Tasks and exercises:
1 > Answer these from the passage on the EU and Germany:
(a) Which three parties do the latest tariffs target?
(b) What has Germany's unbalanced trade regime been run to support?
(c) Which party remains on the fringes of German politics?
2 > Reproduce, word for word, the stretch of the passage on the EU and Germany from "Politically speaking, it’s" through "of Merkel-run Germany.".

Politically speaking, it’s another strike against a European Union trying to maintain the narrative that they’re in control. I’d emphasize narrative here because the EU covers a multitude of races, countries, and factions. Any semblance of control sits squarely between the relationship between France and Germany, the rest of the continent isn’t a big fan of Merkel-run Germany.
The EU’s weaknesses have also given Donald Trump a new opening on the trade war front. The latest tariffs target the EU, Canada, and Mexico. I’d suspect, in the end, that the Canadian and Mexican tariffs will get solved in NAFTA negotiations. The EU tariffs, while they target the EU, are more specifically aimed at Germany.
Germany has long run an unbalanced trade regime to support domestic manufacturing jobs. As The Economist wrote last year, Germany’s accounts on trade have caused many of the problems in the EU:
There is much to envy in Germany’s model. Harmony between firms and workers has been one of the main reasons for the economy’s outperformance. Firms could invest free from the worry that unions would hold them to ransom. The state played its part by sponsoring a system of vocational training that is rightly admired. In America the prospects for men without college degrees have worsened along with a decline in manufacturing jobs—a cause of the economic nationalism espoused by Mr Trump. Germany has not entirely escaped this, but it has held on to more of the sorts of blue-collar jobs that America grieves for. This is one reason why the populist AfD party remains on the fringes of German politics.

Excerpts of pointing data:
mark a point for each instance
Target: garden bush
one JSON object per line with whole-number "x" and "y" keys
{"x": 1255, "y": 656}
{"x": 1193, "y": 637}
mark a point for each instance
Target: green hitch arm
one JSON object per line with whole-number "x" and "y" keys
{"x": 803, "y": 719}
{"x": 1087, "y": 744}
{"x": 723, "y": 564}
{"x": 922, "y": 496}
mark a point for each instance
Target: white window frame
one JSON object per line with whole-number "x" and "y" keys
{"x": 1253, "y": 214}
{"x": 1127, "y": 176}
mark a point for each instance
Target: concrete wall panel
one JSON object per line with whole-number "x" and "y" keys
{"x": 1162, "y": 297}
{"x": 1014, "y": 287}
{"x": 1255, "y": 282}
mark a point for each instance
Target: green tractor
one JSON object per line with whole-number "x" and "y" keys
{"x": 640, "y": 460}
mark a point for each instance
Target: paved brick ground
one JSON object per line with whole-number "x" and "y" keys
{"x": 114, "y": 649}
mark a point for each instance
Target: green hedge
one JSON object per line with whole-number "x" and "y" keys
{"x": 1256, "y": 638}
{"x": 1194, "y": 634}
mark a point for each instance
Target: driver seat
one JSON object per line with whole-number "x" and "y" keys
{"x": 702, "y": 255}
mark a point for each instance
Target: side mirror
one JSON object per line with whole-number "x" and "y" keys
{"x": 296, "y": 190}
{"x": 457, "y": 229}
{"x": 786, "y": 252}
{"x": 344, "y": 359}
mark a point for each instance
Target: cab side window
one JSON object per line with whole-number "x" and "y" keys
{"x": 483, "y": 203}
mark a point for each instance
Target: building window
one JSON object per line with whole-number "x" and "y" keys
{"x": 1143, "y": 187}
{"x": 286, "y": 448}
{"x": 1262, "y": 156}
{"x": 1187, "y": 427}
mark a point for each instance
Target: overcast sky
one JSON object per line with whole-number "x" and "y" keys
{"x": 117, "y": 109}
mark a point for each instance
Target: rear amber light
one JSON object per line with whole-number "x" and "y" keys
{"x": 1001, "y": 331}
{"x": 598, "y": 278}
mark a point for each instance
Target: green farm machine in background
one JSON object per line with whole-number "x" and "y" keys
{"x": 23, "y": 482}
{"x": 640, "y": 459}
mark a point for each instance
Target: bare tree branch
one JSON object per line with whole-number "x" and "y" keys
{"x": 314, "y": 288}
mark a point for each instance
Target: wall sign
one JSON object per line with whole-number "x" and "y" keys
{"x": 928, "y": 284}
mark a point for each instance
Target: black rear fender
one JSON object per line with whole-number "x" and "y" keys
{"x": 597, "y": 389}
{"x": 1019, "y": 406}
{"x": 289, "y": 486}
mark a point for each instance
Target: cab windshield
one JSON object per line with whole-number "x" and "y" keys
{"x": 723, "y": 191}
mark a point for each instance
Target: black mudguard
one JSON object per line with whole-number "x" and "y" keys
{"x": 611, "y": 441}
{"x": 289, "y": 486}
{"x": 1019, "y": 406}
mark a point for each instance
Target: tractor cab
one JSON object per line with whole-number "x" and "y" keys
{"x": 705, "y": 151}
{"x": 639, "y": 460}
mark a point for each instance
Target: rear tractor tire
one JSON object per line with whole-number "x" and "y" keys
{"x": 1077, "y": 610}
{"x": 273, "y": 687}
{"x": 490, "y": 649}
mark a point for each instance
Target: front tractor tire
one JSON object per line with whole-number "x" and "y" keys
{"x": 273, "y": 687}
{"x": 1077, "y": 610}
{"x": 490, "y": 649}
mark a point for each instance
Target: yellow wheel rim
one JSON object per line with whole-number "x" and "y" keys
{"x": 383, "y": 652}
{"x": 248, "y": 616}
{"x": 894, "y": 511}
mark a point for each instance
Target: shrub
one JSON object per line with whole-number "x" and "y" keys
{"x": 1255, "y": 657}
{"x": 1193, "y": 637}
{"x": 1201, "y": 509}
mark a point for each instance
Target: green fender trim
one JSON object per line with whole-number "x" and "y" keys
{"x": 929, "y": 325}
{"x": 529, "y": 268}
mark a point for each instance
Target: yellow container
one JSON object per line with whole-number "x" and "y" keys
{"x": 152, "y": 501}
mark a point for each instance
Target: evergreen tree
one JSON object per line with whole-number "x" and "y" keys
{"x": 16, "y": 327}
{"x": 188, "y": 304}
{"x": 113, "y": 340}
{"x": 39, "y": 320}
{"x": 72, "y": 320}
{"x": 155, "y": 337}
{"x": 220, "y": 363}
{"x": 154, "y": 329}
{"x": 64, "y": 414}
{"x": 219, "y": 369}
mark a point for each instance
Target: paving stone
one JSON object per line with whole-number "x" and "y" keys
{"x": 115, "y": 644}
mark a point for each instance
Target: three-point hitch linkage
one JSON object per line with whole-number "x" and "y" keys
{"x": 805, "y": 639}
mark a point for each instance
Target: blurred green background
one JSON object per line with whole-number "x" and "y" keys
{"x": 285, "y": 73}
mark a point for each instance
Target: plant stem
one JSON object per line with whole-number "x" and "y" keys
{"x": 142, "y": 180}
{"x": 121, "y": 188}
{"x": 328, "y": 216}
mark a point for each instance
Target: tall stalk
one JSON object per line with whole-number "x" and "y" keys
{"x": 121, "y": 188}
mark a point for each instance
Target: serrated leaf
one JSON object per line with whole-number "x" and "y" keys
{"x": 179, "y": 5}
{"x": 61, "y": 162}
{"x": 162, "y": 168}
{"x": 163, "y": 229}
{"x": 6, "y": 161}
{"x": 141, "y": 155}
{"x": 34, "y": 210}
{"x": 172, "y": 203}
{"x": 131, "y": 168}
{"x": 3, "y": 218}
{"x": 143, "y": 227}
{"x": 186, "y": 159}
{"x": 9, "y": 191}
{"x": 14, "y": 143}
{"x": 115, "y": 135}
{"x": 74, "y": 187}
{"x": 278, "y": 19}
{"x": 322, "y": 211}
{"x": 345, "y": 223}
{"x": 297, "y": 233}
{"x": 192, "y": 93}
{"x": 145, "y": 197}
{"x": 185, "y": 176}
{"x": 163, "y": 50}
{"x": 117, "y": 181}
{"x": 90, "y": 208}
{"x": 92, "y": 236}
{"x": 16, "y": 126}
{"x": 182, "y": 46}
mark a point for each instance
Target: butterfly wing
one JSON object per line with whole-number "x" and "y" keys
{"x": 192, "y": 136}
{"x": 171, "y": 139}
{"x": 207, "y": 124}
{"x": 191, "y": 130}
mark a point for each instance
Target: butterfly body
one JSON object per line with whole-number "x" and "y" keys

Correct answers:
1 >
(a) The EU, Canada, and Mexico.
(b) Domestic manufacturing jobs.
(c) The populist AfD party.

2 >
Politically speaking, it’s another strike against a European Union trying to maintain the narrative that they’re in control. I’d emphasize narrative here because the EU covers a multitude of races, countries, and factions. Any semblance of control sits squarely between the relationship between France and Germany, the rest of the continent isn’t a big fan of Merkel-run Germany.